OBJECTIVE 1: Copy the stretch of the column on Mueller's testimony from "The reaction is" through "the next day.".
OBJECTIVE 2: Carry on writing the column on Mueller's testimony, picking up after its final sentence.

It finally happened.
After two years of unrelenting attacks, orders to lawyers, and reams of hysterical tweets, President Donald Trump has achieved his most cherished goal:
He fired U.S. Special Counsel Robert Mueller, in concert with much of the jaded Washington establishment, including Democrats.
The cause: Mueller was insufficiently entertaining.
The reaction is telling. By hyping the hearings to the sky and then treating Mueller’s testimony as the failed finale of "Game of Thrones," Democrats fell into playing by Trump’s rules.
They capitulated to the "Celebrity Apprentice" president’s view of governing: That if something doesn’t succeed on television, you’re cancelled. It’s why Trump is playing two roles, president and press secretary, providing the glossy, entertaining version of whatever this person called the president’s just done. He then watches himself describing himself, interrupted occasionally by lunch or a rally he can be almost certain ratings-hungry cable news will carry. Before bed, he’ll watch Fox to bask in their four-star reviews and get his script for the next day.
It’s a game Democrats shouldn’t touch.
Trump commands the ultimate stage set at 1600 Pennsylvania Avenue with a shameless hucksterism and willingness to lie for no reason other than to tell a better story. By competing with Trump, while lacking his razzle or dazzle, they were let down by their own hearings.
They couldn’t see that Mueller confirmed enough high crimes and misdemeanors to impeach a dozen presidents. Only one new Democrat came out immediately afterward for impeachment.

Coordinate annotation entries:

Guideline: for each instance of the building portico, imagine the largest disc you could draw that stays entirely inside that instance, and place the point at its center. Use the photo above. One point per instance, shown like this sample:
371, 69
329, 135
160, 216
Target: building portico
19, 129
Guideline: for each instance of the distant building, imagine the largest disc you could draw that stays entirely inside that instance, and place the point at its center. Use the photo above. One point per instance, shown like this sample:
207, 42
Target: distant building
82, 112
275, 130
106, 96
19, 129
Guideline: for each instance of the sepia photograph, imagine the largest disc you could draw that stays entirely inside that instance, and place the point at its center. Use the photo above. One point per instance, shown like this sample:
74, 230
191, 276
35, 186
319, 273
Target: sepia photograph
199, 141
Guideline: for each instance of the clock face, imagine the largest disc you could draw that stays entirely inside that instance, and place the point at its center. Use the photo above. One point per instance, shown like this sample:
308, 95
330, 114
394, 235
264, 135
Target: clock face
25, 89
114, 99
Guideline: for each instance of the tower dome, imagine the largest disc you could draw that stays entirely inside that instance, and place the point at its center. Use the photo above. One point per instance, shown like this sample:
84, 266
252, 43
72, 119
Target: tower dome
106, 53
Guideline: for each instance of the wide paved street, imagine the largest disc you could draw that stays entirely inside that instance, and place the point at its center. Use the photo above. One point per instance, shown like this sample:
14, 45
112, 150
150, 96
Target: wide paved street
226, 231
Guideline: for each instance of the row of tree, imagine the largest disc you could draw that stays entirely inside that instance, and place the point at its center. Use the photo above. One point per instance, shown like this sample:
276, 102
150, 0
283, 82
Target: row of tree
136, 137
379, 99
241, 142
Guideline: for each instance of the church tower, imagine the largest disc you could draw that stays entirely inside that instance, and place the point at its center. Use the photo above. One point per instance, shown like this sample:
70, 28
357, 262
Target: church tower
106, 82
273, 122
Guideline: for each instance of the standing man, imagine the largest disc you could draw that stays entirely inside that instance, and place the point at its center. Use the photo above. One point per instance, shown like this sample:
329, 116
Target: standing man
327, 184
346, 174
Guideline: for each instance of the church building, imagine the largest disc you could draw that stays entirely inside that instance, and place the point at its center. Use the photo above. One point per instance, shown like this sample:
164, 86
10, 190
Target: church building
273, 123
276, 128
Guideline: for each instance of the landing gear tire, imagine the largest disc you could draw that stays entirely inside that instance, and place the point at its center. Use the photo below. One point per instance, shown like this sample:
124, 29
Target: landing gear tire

TASK OUTPUT 1:
The reaction is telling. By hyping the hearings to the sky and then treating Mueller’s testimony as the failed finale of "Game of Thrones," Democrats fell into playing by Trump’s rules.
They capitulated to the "Celebrity Apprentice" president’s view of governing: That if something doesn’t succeed on television, you’re cancelled. It’s why Trump is playing two roles, president and press secretary, providing the glossy, entertaining version of whatever this person called the president’s just done. He then watches himself describing himself, interrupted occasionally by lunch or a rally he can be almost certain ratings-hungry cable news will carry. Before bed, he’ll watch Fox to bask in their four-star reviews and get his script for the next day.

TASK OUTPUT 2:
By contrast, Trump was so confident he’d escaped the noose once again that he moved on quickly to crowing about the Supreme Court OKing his wall, attacking civil rights hero Rep. Elijah Cummings for representing a veritable s-hole, and play-acting a rescue of A$AP Rocky from the Swedes.
By Friday afternoon, Judiciary Chair Jerrold Nadler had recovered from Wednesday's fainting spell enough to announce something resembling impeachment. This after Nadler wasted three months since the April 18 report came out waiting for Mueller to do their job for them. Democrats blamed public confusion over the report on the fictional rendering of its contents by Attorney General William Barr. But they added to that confusion by failing to highlight the motherlode that Mueller published.
Look for more confusion. Each member who took to the podium after Nadler’s announcement had a different idea of what he’d just said. It’s not impeachment, despite a word salad which included that word, along with, interchangeably, “inquiry” and “investigation.” One clue that it’s not close is that nothing happens without Pelosi’s approval and she said again Friday that the time isn’t right for it—for “sophisticated” but otherwise unspecified reasons.
That leaves us with something less than impeachment but more than oversight which means that the House is as mistaken about their powers under Article 1 of the Constitution as Trump is about his being unlimited under Article 2.
The magic words are "articles of impeachment," which are the set of charges drafted against a public official which, if approved by the House, end with a vote in the Senate. If Democrats have learned anything from the hash they’ve made of holding Trump accountable so far, it is to get out ahead of the Senate’s inevitable, craven acquittal. It heightens the need to defeat him in November.
When Mueller returned in the afternoon to talk about Russia and the underlying crime, he was like Benjamin Button having aged backwards, sharper and more expansive as he warned that Russia not only heeded Trump’s request for help in 2016 but was planning on providing it again "as we sit here."
Coming from Mueller, that was like taking center stage and chewing the scenery.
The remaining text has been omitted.